Given problem :: Give every line below again, exactly.

══ Information given

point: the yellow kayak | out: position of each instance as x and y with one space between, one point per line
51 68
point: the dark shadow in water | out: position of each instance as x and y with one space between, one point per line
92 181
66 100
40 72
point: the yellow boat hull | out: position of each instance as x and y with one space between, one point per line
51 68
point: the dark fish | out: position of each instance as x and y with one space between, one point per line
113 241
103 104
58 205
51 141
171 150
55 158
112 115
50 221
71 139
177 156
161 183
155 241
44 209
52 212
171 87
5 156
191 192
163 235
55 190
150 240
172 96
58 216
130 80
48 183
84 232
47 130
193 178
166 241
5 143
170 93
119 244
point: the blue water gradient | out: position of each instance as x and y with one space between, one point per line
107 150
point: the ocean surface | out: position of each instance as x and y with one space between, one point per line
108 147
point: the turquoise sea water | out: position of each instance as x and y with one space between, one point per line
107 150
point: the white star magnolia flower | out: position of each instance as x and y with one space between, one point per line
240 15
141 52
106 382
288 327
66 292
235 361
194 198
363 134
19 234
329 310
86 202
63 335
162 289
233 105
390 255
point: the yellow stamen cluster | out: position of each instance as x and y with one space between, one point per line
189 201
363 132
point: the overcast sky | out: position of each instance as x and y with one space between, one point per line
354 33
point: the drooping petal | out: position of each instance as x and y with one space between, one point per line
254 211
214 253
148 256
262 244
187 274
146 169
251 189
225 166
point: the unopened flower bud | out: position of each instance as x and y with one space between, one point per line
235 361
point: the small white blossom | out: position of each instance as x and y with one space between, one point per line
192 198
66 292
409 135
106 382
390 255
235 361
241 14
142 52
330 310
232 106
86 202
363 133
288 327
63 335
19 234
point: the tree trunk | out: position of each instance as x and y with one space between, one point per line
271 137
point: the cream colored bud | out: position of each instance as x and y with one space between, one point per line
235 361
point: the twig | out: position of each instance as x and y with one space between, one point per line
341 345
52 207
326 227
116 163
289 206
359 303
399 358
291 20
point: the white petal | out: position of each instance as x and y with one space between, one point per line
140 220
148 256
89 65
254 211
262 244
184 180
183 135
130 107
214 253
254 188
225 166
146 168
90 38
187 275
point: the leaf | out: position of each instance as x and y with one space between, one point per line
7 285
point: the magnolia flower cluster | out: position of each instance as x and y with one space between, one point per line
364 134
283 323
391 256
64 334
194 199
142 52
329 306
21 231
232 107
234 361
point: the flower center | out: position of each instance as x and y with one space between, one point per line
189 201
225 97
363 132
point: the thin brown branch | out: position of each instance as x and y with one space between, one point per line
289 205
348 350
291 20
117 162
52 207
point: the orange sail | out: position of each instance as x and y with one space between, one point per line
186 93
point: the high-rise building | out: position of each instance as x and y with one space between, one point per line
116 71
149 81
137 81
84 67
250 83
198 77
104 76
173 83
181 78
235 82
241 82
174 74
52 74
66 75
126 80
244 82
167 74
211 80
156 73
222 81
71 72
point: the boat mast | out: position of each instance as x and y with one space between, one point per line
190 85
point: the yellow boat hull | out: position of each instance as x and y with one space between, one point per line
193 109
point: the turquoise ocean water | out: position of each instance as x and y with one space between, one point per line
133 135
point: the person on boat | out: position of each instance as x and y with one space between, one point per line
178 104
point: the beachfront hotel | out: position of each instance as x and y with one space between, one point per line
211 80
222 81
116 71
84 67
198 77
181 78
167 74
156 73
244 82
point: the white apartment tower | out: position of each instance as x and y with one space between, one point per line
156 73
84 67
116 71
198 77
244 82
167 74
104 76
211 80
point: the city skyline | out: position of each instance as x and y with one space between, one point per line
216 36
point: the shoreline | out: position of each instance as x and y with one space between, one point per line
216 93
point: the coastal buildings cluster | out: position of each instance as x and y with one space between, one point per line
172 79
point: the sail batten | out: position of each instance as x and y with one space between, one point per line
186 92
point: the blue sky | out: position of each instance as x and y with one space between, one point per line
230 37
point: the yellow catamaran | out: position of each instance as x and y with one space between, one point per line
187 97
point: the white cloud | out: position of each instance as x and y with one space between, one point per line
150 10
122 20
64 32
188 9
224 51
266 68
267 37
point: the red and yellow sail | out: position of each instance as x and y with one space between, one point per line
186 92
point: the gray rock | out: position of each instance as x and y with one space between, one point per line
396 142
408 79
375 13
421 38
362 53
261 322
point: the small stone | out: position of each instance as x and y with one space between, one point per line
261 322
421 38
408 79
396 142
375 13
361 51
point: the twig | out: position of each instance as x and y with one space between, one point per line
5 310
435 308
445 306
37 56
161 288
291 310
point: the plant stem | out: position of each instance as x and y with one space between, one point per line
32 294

════

Exercise response ::
point: the yellow kayak | out: position of each instance as x and y with one space between, one point per line
51 68
point: the dark shadow in water | out: position of each instance as x and y with one space between, one point per line
92 181
66 100
40 72
point: the yellow boat hull | out: position of each instance as x and y with one space between, one point per line
51 68
point: the dark fish | out: position of each instance as x and y with one space between, one point per line
113 241
103 104
58 205
51 141
171 150
55 158
112 115
50 221
71 139
177 156
161 183
155 241
44 209
52 212
171 87
5 156
191 192
163 235
55 190
150 240
172 96
58 216
130 80
48 183
84 232
47 130
193 178
166 241
5 143
170 93
119 244
point: the blue water gradient | out: position of each instance as x and y with one space between, one point per line
107 150
point: the ocean surface | out: position of each instance as x and y with one space between, one point per line
108 147
point: the turquoise sea water | out: position of each instance as x and y with one space between, one point per line
107 150
point: the white star magnolia flower | out: position of each instance as x and y with one space between, one point per line
240 15
141 52
106 382
288 327
66 292
235 361
194 198
363 134
19 234
329 310
86 202
63 335
162 289
233 105
390 255
point: the yellow stamen cluster | out: position of each instance as x and y with one space between, one point per line
189 201
363 132
point: the overcast sky | out: position of each instance as x and y with one space between, one point per line
354 33
point: the drooping petal | out: position of each instance as x and y with one space between, one point per line
254 211
214 253
148 256
262 244
187 274
146 169
251 189
225 166
point: the unopened flower bud | out: position of each instance as x and y with one space between, one point per line
235 361
point: the small white blossom | out: position of each instance as x and y with one space between, one point per line
192 198
66 292
409 135
106 382
390 255
235 361
241 14
142 52
330 310
232 106
86 202
363 133
288 327
63 335
19 234
point: the tree trunk | out: position of each instance as x and y with one space between, one point per line
271 137
point: the cream colored bud | out: position of each instance as x and y with one space between, one point per line
235 361
point: the twig | out: position of each instance as x and y with one space between, one point per line
341 345
52 207
326 227
116 163
289 206
359 303
399 358
291 20
point: the white petal | out: position of each instance as x and y with one space between, one point per line
140 220
148 256
89 65
254 211
262 244
184 180
183 135
130 107
214 253
254 188
225 166
146 168
90 38
187 275
point: the leaf | out: position of each instance as x and y with one space between, one point per line
7 285
point: the magnolia flower cluster | out: position of each instance as x and y with one space between, one point per line
364 134
283 323
391 256
64 334
194 199
142 52
329 306
21 231
232 107
234 361
point: the flower center | out: position of each instance as x and y with one space between, one point per line
189 201
225 97
363 132
point: the thin brown branch | out: position of each instance as x and y with one space between, one point per line
289 205
348 350
291 20
117 162
52 207
point: the orange sail | out: position of each instance as x and y with one space between, one point per line
186 93
point: the high-rise building | out: position of each instance as x and y with one space between, one point per line
116 71
149 81
137 81
84 67
250 83
198 77
104 76
173 83
181 78
235 82
241 82
174 74
52 74
66 75
126 80
244 82
167 74
211 80
156 73
222 81
71 72
point: the boat mast | out: position of each instance as x and y with one space between, one point per line
190 85
point: the yellow boat hull | out: position of each instance as x and y with one space between, one point per line
193 109
point: the turquoise ocean water | out: position of each instance as x and y with one space between, one point per line
133 135
point: the person on boat | out: position of each instance as x and y with one space between, one point per line
178 104
point: the beachfront hotel | out: position of each instance as x and y with one space between, one point per line
211 80
222 81
116 71
84 67
198 77
181 78
167 74
156 73
244 82
point: the white apartment tower | out: position of each instance as x and y with one space between, one point per line
156 73
84 67
116 71
198 77
244 82
167 74
104 76
211 80
point: the city skyline | out: position of each instance as x and y with one space between, one point per line
216 36
point: the shoreline | out: position of each instance as x and y with one space between, one point per line
216 93
point: the coastal buildings cluster | out: position of each instance as x and y with one space between, one point per line
172 79
point: the sail batten | out: position of each instance as x and y with one space between, one point per line
186 92
point: the blue sky | out: position of each instance as x and y with one space between, one point per line
230 37
point: the yellow catamaran | out: position of each instance as x and y with one space between, one point per line
187 97
point: the white cloud | out: position of each instance as x and y with one space between, one point per line
150 10
122 20
64 32
188 9
224 51
266 68
267 37
point: the red and yellow sail | out: position of each instance as x and y with one space between, one point per line
186 92
point: the gray rock | out: position of each instance as x and y with one space between, one point per line
396 142
408 79
375 13
421 38
362 53
261 322
point: the small stone | out: position of each instance as x and y with one space between, one point per line
261 322
421 38
408 79
396 142
375 13
361 51
point: the twig | out: position of each instance as x and y with one space between, one point per line
5 310
435 308
445 306
37 56
161 288
291 310
point: the plant stem | out: position of each instance as x and y with one space between, one point per line
32 294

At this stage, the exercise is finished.